**Page text**

· · · · ·

Government support so far
for agri HHs has been mainly through the PM-KISAN scheme, exemption from
lockdown and ensuring availability of inputs. Number of beneficiaries
who received at least one installment so far under the PM-KISAN scheme
(benefits agri land-owners) is 10.2 crore, which is 21 per cent of agri
HHs and the amount involved covered 7 per cent of their average monthly
consumption expenditure in 2017. Government support for non-agri HHs has
been primarily through MGNREGA, which as mentioned earlier, covers only
a small portion of rural HHs and offers wages which are lower than
other typically available options. Both type of HHs have benefited from
the Rs 500 per month cash transfer to 20.4 crore women and free rice,
wheat & pulses distribution scheme unveiled in March which covers
part of their food related expense.
A nuanced policy mix needed
While
current government support measures have helped, growth ahead for rural
India would broadly depend on the path of the virus (duration, breadth
and intensity), revival of urban India, consumer behaviour (changes in
spending and savings behaviour) and government policies. Apart from the
direct government response to contain the virus and relief measures, the
focus now also has to be on effective and efficient resource allocation
to provide optimal support in the deserving areas. However, skewed
focus on one area alone could cause economic imbalances through
over-allocation of resources. Enabling state governments could also be
beneficial to effectively implement policies and allocate resources,
given the high disparity in the rural economic structure. Particularly
in agri, structural issues have to addressed through consistent and
well-deliberated policies on procurement, stock management, offloading,
export & import, trader stock limits, etc. A pre-condition to
providing demand support in the current context would also be easing
some of the supply-side constraints.
However, the constraint is
the lack of fiscal space, an issue from pre-Covid days. Fiscal deficit
in FY20 was envisaged in February itself to exceed the FRBM target by
50bps on the back of lower revenue. It ended the year another 80bps
higher, also owing to the national lockdown starting last week of March.
As
agriculture has been doing well this year and has engaged additional
rural labour, the first step would be to ensure the Kharif and Rabi
seasons sail through smoothly. However, given the rural economy is much
bigger than agriculture and rural wages have been weak for quite some
time, optimism on agriculture need not translate into rural
outperformance, particularly if non-agri rural and urban segments stay
weak. Further, Covid-19 is now spreading to more-rural states when
almost all need to stick to higher testing to get their positivity rates
sustainably lower.
The fundamental structure of the rural
economy suggests income, consumption, savings, investments and debt
levels vary not just across agri and non-agri HHs in rural India, but
also considerably across states. It points to the high dependence on
wage income by both agri and non-agri HHs while MGNREGA employment and
wages are low. All this calls for a nuanced approach to policy making.
While the existing government support programs have been useful, growth
ahead would also depend on the path of the virus, revival of urban
India, consumer behaviour and growth-enhancing government policies. Agri
policies should focus on the resolution of some of the structural
issues. Easing some of the supply-side constraints is necessary too in
the current context but the constraint now is the lack of fiscal space.

· · · · ·

**Task to carry out**
Reproduce the text on rural India's economy word for word, starting with "The fundamental structure" and going on through "of fiscal space.".

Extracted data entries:
· · · · ·

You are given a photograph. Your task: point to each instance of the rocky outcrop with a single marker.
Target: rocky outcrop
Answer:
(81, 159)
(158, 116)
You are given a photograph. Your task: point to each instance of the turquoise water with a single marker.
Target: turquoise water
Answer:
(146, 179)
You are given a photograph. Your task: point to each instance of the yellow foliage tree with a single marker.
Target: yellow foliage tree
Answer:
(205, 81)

· · · · ·

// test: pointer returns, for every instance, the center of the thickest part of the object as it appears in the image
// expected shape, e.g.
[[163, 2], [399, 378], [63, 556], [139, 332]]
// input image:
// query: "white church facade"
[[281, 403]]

· · · · ·

**Task result**
The fundamental structure of the rural
economy suggests income, consumption, savings, investments and debt
levels vary not just across agri and non-agri HHs in rural India, but
also considerably across states. It points to the high dependence on
wage income by both agri and non-agri HHs while MGNREGA employment and
wages are low. All this calls for a nuanced approach to policy making.
While the existing government support programs have been useful, growth
ahead would also depend on the path of the virus, revival of urban
India, consumer behaviour and growth-enhancing government policies. Agri
policies should focus on the resolution of some of the structural
issues. Easing some of the supply-side constraints is necessary too in
the current context but the constraint now is the lack of fiscal space.